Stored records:
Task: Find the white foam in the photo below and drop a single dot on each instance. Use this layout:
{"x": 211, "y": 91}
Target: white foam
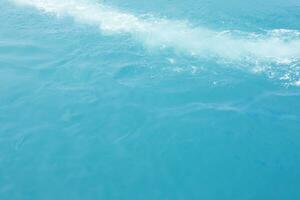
{"x": 180, "y": 35}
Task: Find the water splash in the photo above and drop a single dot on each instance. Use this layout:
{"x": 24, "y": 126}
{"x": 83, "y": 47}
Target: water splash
{"x": 280, "y": 47}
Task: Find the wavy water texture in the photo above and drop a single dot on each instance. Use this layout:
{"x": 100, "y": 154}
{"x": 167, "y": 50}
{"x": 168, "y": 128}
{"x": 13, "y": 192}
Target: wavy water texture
{"x": 276, "y": 46}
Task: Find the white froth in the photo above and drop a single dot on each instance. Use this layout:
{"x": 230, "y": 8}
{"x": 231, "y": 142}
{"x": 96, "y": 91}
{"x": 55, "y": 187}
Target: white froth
{"x": 177, "y": 34}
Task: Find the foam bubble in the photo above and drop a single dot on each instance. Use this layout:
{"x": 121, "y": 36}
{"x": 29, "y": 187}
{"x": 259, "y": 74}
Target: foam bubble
{"x": 279, "y": 47}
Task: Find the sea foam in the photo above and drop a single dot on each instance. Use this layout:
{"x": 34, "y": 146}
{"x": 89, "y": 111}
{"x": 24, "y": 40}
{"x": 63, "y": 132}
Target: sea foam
{"x": 279, "y": 47}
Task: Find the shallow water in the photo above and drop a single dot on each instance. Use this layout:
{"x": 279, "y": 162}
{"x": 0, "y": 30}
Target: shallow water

> YOUR INSTRUCTIONS
Pictures are not part of the copy; transcribe the rest of the data verbatim.

> TASK OUTPUT
Task: Find the white foam in the photo below and drop a single dot on each instance. Use this layout:
{"x": 211, "y": 91}
Target: white foam
{"x": 180, "y": 35}
Task: Find the water splash in the photo above and drop a single dot on each instance. Use this layout:
{"x": 24, "y": 126}
{"x": 83, "y": 47}
Target: water splash
{"x": 280, "y": 47}
Task: Find the wavy water texture in the photo above and drop a single dot on each instance. Use this layout:
{"x": 100, "y": 154}
{"x": 167, "y": 50}
{"x": 168, "y": 128}
{"x": 13, "y": 192}
Target: wavy water texture
{"x": 276, "y": 46}
Task: Find the white froth in the photo above and drop a single dot on each instance. Use this layout:
{"x": 230, "y": 8}
{"x": 231, "y": 142}
{"x": 96, "y": 91}
{"x": 55, "y": 187}
Target: white froth
{"x": 177, "y": 34}
Task: Find the foam bubble in the photo above and drop a single dot on each instance. Use this layout:
{"x": 121, "y": 36}
{"x": 29, "y": 187}
{"x": 259, "y": 74}
Target: foam bubble
{"x": 279, "y": 47}
Task: Find the sea foam in the photo above and drop a single dot on each instance. Use this layout:
{"x": 34, "y": 146}
{"x": 89, "y": 111}
{"x": 24, "y": 40}
{"x": 63, "y": 132}
Target: sea foam
{"x": 279, "y": 47}
Task: Find the shallow water in the photo above and drop a single dot on each instance. Use this layout:
{"x": 279, "y": 162}
{"x": 0, "y": 30}
Target: shallow water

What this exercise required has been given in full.